* [WHAT IS BEING ASKED] Every line of the data below should be retyped exactly, with no images carried over.

* [SOURCE DATA]
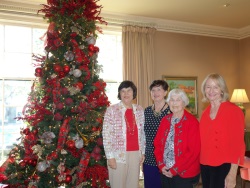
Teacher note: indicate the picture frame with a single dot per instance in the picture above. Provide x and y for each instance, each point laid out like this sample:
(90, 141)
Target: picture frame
(189, 85)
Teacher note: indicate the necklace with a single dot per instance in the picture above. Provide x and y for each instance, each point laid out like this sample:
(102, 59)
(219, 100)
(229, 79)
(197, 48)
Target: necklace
(156, 114)
(130, 128)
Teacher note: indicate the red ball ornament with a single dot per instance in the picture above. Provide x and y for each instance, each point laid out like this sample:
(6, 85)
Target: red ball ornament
(38, 70)
(70, 144)
(57, 179)
(34, 162)
(64, 91)
(30, 161)
(97, 150)
(58, 116)
(68, 178)
(61, 74)
(90, 54)
(99, 141)
(38, 74)
(79, 85)
(22, 164)
(57, 68)
(91, 47)
(35, 131)
(99, 120)
(26, 131)
(52, 156)
(96, 49)
(36, 177)
(68, 101)
(66, 68)
(97, 157)
(59, 106)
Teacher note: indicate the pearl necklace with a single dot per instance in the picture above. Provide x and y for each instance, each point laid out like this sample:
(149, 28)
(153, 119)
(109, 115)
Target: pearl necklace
(157, 114)
(131, 129)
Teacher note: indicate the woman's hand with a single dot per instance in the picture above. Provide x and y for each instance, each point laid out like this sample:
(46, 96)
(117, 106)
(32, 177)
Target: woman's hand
(112, 163)
(230, 180)
(166, 172)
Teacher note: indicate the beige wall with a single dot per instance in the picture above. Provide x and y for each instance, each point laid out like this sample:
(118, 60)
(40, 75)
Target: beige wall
(191, 55)
(244, 73)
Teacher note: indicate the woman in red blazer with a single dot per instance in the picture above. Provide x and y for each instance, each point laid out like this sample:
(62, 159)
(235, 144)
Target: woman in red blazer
(222, 135)
(177, 144)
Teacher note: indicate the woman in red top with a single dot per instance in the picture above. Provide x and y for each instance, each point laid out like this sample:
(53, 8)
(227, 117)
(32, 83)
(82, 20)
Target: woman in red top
(177, 144)
(222, 135)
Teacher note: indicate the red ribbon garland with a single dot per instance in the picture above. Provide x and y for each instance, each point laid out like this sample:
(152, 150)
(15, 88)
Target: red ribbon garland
(64, 129)
(83, 164)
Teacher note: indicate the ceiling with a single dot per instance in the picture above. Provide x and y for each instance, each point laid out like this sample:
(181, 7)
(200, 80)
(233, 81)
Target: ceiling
(224, 13)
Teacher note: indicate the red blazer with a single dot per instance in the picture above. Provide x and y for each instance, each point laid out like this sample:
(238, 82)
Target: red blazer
(222, 139)
(187, 145)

* [ANSWER FOR THIS EXERCISE]
Teacher note: indicate the picture frame with a single dot per instance in the picture above. Provide x and y for each instance, each point laid out like this sample:
(90, 141)
Target: picture frame
(189, 85)
Teacher note: indicate the necklace with a single dot per instance in the picture above. Provide x and y for each instance, each point laid out like this sample:
(102, 59)
(219, 100)
(229, 79)
(197, 48)
Target: necklace
(156, 114)
(130, 128)
Teacher note: indicate the red ball ornament with a single dot per instance in the picture above. Provide x and y for each instance, each point laid out like this sample:
(6, 85)
Target: red ball ornament
(38, 70)
(70, 144)
(57, 179)
(34, 162)
(64, 91)
(30, 161)
(97, 150)
(58, 116)
(68, 178)
(61, 74)
(90, 54)
(99, 141)
(38, 74)
(79, 85)
(22, 164)
(57, 68)
(91, 47)
(35, 131)
(99, 120)
(26, 131)
(52, 156)
(96, 49)
(36, 177)
(68, 101)
(66, 68)
(97, 157)
(59, 106)
Teacher note: indicate the pearl necklace with a single dot per instance in the picture above. Provide x and y for each instance, each point laid out like this sample:
(149, 28)
(153, 119)
(109, 115)
Target: pearl necklace
(157, 114)
(131, 129)
Teacher note: indicate the woman's hand with a single dot per instance in the picture above. Provide x and y for each instance, each point laid out like this sample:
(46, 96)
(117, 106)
(32, 177)
Target: woman's hand
(112, 163)
(230, 180)
(166, 172)
Teacher note: indicate the beige wall with a single dot per instance in the picture above. Provide x and y for each instance, each point laid out like this sample:
(118, 60)
(40, 75)
Target: beige wall
(191, 55)
(244, 73)
Teacher note: indicate the woman in red blazer with a single dot per instance in the picture above. Provide x and y for each instance, each point laid out like this sample:
(62, 159)
(235, 144)
Target: woman in red blazer
(222, 135)
(177, 144)
Teacher note: indicate the woman in red top with a single dot per instance in the picture above. Provide x and y for each instance, each point laid out like this sample:
(53, 8)
(227, 117)
(32, 83)
(82, 20)
Target: woman in red top
(177, 144)
(222, 135)
Teacher note: indicate the red ribbon garland with a single dot per instance in the picture above. Provide x and y for each instance, each point laid out like this sample:
(152, 150)
(15, 88)
Target: red ribbon garland
(64, 129)
(83, 164)
Teacher note: indicate the ceiling with a single dot per instance in the picture above. Provide x and y for each instance, each point laid out like this sample:
(181, 7)
(200, 80)
(233, 81)
Target: ceiling
(224, 13)
Teacher note: indicate the red blazer with a single dot per instance in the picture above. Provide x and y for each instance, each point laid out like this sample:
(238, 82)
Target: red blazer
(222, 139)
(187, 145)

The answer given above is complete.